(Exercise description): Only the lines holding the string "negative" are needed; copy each of them from the data.

[Collected data entries]
╭──

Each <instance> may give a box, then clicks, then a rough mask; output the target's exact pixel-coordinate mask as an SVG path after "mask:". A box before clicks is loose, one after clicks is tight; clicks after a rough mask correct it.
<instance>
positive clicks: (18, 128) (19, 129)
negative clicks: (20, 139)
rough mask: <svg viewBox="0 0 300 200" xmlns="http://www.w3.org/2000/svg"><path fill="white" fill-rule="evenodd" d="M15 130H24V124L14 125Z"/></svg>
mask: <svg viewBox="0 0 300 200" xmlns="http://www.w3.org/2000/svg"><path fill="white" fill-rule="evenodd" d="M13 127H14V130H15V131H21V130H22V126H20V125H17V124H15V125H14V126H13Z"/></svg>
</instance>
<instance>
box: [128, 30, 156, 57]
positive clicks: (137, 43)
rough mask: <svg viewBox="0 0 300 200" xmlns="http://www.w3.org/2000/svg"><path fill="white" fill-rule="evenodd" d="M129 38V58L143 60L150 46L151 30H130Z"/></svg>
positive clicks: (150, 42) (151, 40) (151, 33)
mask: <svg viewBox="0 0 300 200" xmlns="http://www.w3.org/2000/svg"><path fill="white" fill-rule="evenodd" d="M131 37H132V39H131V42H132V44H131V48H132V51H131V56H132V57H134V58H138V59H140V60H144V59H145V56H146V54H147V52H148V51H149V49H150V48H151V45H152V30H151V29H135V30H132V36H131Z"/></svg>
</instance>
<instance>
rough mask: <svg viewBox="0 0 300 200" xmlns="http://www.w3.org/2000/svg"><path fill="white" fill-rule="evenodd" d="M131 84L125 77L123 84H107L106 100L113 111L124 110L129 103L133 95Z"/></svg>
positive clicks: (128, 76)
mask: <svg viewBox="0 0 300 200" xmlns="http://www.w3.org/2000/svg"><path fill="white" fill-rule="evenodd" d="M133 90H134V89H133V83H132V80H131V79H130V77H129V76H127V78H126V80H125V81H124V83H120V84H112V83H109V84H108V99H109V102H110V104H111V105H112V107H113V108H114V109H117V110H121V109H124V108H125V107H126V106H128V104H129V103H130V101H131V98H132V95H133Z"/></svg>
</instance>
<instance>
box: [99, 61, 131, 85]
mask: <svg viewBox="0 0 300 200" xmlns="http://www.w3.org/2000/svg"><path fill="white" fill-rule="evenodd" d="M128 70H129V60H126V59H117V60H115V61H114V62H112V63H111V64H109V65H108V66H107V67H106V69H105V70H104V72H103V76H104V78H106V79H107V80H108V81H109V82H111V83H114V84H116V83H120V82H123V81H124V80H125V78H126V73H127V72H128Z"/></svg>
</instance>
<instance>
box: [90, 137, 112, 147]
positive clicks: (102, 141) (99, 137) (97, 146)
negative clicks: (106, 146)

╰──

(Result):
negative clicks: (20, 139)
negative clicks: (106, 146)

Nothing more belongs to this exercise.